▶ _FRAGMENTO EXTRAÍDO_:
== == ==
Estos últimos días se ha puesto de moda abandonar la antigua red social Twitter, ahora llamada como Felipe González en los documentos secretos de los GAL. El noble ejercicio de decir adiós a X no solo se limita a largarse, sin embargo, sino sobre todo a hacer un tuit anunciándolo a bombo y platillo. Aparte, claro, de notificar al mismo tiempo la apertura de una cuenta a Bluesky, una red social idéntica y fundada por los creadores de Twitter. Hay gente que se ha marchado de X haciéndolo público con la altivez de un estudiante parado frente a los tanques chinos en la plaza de Tiananmen el año 1989 y la superioridad moral de quien se cree por encima del bien y el mal, pero por desgracia este deseo de éxodo digital no ha comportado abrir un melón mucho más necesario, según mi opinión: preguntarnos si quizás de dónde haría falta largarse es de Instagram.
No es que nadie haya abandonado Instagram, ciertamente, sino que directamente es una posibilidad que dudo de que se haya planteado alguien. La paradoja es que si ponemos X e Instagram en una balanza, creo que todos estaremos de acuerdo que claramente es mucho más tóxica y nociva la segunda red social. La primera es capaz de hacer caer gobiernos, verificar fake news o destapar casos de corrupción, mientras que la segunda permite descubrir batidos para tener buen tráfico intestinal, enterarte del restaurante japonés donde ha cenado aquella compañera de universidad a quién hace doce años que no preguntas "¿cómo estás?" o descubrir playas secretas que, gracias a la ubicación de Instagram, dejan de ser remotas.
== == ==
▶ _MATERIAL PROPORCIONADO_:
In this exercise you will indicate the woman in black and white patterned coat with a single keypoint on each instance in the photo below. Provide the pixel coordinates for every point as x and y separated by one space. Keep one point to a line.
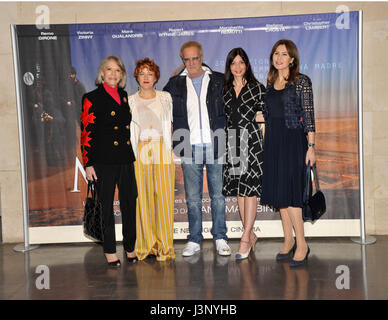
== == ==
▶ _CONSIGNA 1_:
Contesta con datos del fragmento sobre X e Instagram:
(a) ¿Quiénes fundaron Bluesky?
(b) ¿En qué año sitúa el texto al estudiante parado frente a los tanques chinos en Tiananmen?
(c) ¿Cuántos años hace que no le preguntas "¿cómo estás?" a aquella compañera de universidad?
▶ _CONSIGNA 2_:
¿Puedes reproducir literalmente el fragmento sobre X e Instagram desde "No es que nadie" hasta "de ser remotas.", ambos incluidos?

▶ _RESPUESTA 1_:
(a) Los creadores de Twitter.
(b) En 1989.
(c) Doce años.

▶ _RESPUESTA 2_:
No es que nadie haya abandonado Instagram, ciertamente, sino que directamente es una posibilidad que dudo de que se haya planteado alguien. La paradoja es que si ponemos X e Instagram en una balanza, creo que todos estaremos de acuerdo que claramente es mucho más tóxica y nociva la segunda red social. La primera es capaz de hacer caer gobiernos, verificar fake news o destapar casos de corrupción, mientras que la segunda permite descubrir batidos para tener buen tráfico intestinal, enterarte del restaurante japonés donde ha cenado aquella compañera de universidad a quién hace doce años que no preguntas "¿cómo estás?" o descubrir playas secretas que, gracias a la ubicación de Instagram, dejan de ser remotas.